• **SOURCE DOCUMENT**:

* * *

I like the seat-of-the-pants feel of driving the M6. I like feeling the engine through the stick, I like choosing the gear, I like the 6-3 downhift, I like being able to goose the throtte without powebraking, and I just plain like banging gears. 

Call me weird, but I LOVE driving a stick. It makes a corrola tolerable and makes driving the GTO so much fun it ought to be illegal.


----------



## 6QTS11OZ (Mar 27, 2005)

furgburg said:


> *"just wanna be able to hold my coffee cup in one hand and steer with the other".*


Well you won't be able to do that with a stick. No matter what advice you get here it look like your mind is already made up to get the auto.


----------



## 04gtolover (Feb 10, 2005)

if you get a stick then you have to worry about the clutch too if you talk to gtodealer half the time he loves his and the other half the time hes trying to get me to switch him trans. i love my auto and i have driven a stick in a car every day and just didnt like it the fun factor doesnt outweigh the driving it every day. :cheers


----------



## anmracing (Feb 9, 2005)

M6 all the way!!!!!! 
arty: :cheers arty: :cool arty:


----------



## Ultramatic (Jan 7, 2005)

*Daily driver*

In todays traffic an (auto) is a must...
If you are driving for fun on the weekends....stick!

Gotta Love It!


----------



## GTODEALER (Jan 7, 2005)

* * *

• **RECORD EXTRACTS**:
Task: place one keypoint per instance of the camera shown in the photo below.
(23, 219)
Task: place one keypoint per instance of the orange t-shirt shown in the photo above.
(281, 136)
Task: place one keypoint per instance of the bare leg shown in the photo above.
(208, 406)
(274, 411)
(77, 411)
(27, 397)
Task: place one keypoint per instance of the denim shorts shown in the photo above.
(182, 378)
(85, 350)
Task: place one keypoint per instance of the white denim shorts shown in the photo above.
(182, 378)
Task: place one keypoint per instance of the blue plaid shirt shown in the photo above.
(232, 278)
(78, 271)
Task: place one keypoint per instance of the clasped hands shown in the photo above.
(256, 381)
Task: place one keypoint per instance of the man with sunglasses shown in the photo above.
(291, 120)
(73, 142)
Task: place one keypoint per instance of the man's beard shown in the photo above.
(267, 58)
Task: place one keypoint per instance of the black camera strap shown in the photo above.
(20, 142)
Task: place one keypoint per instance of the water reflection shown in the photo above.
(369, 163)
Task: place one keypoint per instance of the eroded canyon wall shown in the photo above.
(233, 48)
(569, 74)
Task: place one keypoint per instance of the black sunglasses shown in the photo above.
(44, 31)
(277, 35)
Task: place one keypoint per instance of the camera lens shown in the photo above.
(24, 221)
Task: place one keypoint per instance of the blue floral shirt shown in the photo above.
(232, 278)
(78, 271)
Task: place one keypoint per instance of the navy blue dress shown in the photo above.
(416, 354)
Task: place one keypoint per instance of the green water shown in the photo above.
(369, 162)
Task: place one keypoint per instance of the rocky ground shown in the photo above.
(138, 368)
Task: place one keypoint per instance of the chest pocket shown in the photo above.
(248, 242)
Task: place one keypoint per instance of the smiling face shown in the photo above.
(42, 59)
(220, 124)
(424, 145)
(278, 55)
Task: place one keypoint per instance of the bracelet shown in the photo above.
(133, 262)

* * *

• **GOAL**: In the forum thread about stick versus automatic transmissions, what does Ultramatic say is a must in today's traffic? The lines are separate material, unrelated to the forum thread.

• **REPLY**: An automatic.